[Start SELECTED EXCERPT]

For example, the "email subject" can also be referred to as a
character string contained in a "subject" field of the email log,
and the "sender" can also be referred to as a character string
contained in a "sender" field of the email log.
[0021] A method in which the threat detection unit 10 detects a log
likely to represent a threat is also optional, and a commonly known
method is used. As the method of detecting the log, there is
detection by an email filter or a proxy server, detection by
predetermined packet monitoring or a sandbox, or the like. Further,
the threat detection unit 10 may also be realized by an email
server which detects a threat upon receipt of the email or an
active directory (registered trademark) server which detects a
threat at the time of authentication. The threat detection unit 10
registers the detected log in the log storage unit 12.
[0022] Since the threat analysis system 100 includes the threat
detection unit 10, a log likely to represent a threat can be
narrowed down from among a large number of logs, and this can
reduce the operational burden of a security monitoring
specialist.

[End SELECTED EXCERPT]
[Start EXCERPTED DATA]

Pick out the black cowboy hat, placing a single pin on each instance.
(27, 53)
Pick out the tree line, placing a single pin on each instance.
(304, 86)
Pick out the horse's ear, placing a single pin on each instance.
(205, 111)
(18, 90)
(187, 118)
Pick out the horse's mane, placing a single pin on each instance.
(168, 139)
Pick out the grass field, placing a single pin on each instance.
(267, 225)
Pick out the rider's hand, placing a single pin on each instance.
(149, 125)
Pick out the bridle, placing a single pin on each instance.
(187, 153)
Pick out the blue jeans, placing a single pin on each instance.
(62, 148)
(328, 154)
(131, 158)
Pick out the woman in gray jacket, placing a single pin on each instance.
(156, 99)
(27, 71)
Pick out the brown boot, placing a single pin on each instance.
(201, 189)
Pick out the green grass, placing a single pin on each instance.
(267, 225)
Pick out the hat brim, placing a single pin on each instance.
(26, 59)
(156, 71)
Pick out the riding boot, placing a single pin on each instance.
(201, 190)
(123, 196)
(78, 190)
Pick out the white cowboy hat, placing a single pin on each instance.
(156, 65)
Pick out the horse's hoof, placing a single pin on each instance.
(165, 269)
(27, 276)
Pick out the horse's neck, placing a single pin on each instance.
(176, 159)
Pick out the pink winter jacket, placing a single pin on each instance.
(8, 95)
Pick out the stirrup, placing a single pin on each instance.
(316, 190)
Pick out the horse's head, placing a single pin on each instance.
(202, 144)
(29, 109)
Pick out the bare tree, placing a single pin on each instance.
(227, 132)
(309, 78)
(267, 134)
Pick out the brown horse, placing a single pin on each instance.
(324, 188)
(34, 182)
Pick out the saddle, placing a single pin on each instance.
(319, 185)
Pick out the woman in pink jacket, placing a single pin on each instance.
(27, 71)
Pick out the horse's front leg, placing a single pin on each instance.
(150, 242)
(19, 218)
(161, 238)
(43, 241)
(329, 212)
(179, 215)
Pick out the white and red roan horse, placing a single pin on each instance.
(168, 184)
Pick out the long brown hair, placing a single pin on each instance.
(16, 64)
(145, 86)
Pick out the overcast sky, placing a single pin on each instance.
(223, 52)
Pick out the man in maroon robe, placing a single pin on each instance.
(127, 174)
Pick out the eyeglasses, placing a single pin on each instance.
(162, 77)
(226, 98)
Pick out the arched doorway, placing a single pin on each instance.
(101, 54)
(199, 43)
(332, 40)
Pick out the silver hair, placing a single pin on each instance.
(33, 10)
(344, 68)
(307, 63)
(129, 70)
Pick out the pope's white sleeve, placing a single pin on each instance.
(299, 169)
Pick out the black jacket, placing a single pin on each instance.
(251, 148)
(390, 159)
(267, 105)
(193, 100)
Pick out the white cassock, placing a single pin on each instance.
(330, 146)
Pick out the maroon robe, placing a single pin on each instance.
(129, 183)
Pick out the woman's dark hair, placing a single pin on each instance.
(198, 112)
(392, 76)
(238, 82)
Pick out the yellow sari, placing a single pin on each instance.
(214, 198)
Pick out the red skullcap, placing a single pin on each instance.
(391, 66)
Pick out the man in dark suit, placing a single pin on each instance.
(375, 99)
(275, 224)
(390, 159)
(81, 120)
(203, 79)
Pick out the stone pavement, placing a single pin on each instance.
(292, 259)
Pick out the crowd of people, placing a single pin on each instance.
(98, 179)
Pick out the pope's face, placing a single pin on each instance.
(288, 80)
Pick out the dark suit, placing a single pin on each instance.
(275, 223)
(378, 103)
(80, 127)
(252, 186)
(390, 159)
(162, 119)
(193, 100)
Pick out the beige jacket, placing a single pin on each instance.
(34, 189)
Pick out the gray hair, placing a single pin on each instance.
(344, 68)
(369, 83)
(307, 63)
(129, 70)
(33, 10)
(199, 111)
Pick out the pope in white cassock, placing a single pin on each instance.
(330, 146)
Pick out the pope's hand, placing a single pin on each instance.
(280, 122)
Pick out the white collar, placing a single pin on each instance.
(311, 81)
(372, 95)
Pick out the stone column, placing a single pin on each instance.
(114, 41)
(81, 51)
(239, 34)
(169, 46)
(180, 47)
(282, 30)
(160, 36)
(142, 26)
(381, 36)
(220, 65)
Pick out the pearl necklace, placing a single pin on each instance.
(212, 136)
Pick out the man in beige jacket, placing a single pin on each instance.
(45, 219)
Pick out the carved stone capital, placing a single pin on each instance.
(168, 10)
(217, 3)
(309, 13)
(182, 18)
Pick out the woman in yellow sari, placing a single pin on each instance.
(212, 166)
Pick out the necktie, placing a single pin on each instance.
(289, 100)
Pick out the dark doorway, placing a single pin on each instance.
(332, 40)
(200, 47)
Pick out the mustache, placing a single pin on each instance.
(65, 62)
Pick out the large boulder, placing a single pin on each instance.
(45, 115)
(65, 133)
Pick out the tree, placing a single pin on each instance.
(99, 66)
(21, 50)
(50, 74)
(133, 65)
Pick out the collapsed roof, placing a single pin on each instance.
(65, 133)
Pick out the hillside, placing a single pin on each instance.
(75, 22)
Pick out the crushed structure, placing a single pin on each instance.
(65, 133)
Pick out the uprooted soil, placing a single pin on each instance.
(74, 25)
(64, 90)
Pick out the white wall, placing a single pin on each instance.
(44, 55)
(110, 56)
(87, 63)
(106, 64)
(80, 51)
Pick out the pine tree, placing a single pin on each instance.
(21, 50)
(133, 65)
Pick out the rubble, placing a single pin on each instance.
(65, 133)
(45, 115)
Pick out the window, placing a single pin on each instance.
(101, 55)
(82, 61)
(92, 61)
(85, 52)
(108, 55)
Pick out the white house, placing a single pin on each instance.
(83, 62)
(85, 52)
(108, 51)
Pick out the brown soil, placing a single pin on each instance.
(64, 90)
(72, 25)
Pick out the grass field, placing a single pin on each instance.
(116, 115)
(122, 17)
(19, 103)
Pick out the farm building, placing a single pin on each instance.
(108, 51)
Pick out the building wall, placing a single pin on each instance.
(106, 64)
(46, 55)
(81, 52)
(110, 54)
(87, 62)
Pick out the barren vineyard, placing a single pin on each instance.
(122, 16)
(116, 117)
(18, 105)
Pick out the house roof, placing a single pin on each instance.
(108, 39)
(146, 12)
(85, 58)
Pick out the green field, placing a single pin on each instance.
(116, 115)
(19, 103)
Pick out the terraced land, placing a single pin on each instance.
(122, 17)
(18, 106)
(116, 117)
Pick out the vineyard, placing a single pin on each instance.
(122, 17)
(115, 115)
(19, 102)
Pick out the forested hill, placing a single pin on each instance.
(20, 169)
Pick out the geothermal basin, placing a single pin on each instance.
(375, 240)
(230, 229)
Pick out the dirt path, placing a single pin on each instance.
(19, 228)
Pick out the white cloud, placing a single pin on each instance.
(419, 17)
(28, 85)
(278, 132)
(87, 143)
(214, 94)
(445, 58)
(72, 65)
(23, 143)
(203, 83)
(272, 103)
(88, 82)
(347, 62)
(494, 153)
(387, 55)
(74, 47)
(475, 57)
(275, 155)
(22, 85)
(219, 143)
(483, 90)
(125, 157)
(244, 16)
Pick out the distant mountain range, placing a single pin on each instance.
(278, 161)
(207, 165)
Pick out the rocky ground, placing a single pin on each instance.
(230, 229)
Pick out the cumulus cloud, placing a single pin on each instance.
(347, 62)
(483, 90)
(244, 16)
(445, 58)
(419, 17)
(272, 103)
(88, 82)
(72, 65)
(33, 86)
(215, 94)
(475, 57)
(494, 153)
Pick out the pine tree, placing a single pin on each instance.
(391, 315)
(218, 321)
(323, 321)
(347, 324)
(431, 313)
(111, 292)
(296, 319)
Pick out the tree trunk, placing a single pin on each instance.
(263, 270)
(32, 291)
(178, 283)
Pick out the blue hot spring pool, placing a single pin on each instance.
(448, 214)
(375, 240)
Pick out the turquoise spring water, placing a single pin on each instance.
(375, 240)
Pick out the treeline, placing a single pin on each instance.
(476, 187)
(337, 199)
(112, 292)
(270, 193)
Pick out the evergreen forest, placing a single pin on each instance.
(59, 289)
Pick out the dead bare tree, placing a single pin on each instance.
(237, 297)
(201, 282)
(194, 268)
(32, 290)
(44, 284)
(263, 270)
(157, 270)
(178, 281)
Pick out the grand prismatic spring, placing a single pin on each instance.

[End EXCERPTED DATA]

• [PROBLEMS TO SOLVE]
• A. Copy the rows from the one containing "Pick out the treeline, placing" through the last row, replacing "evergreen forest" with "pine forest" and leaving everything else unchanged.
• B. Continue the passage on the threat detection unit from the point where it stops.

• [RESULTS IN ORDER]
• A.
Pick out the treeline, placing a single pin on each instance.
(476, 187)
(337, 199)
(112, 292)
(270, 193)
Pick out the pine forest, placing a single pin on each instance.
(59, 289)
Pick out the dead bare tree, placing a single pin on each instance.
(237, 297)
(201, 282)
(194, 268)
(32, 290)
(44, 284)
(263, 270)
(157, 270)
(178, 281)
Pick out the grand prismatic spring, placing a single pin on each instance.

• B.
[0023] The log storage unit 12 stores information representing each
log. For example, the log storage unit 12 stores each log likely to
represent a threat detected by the threat detection unit 10. In
addition, the log storage unit 12 may store information (also
referred to as a "threat flag") for identifying whether each log is
a log representing a threat or not in association with the log.
[0024] FIG. 2 is an explanatory drawing illustrating an example of
logs stored in the log storage unit 12. The logs illustrated in
FIG. 2 are pieces of email data, each of which indicates that the
date and time of receiving each email, the email subject, the
sender, and the recipient are associated with a log ID for
identifying each piece of email data. Further, as illustrated in
FIG. 2, an attached file (attached file name) contained in each log
and the file size of the attached file may also be associated with
the log.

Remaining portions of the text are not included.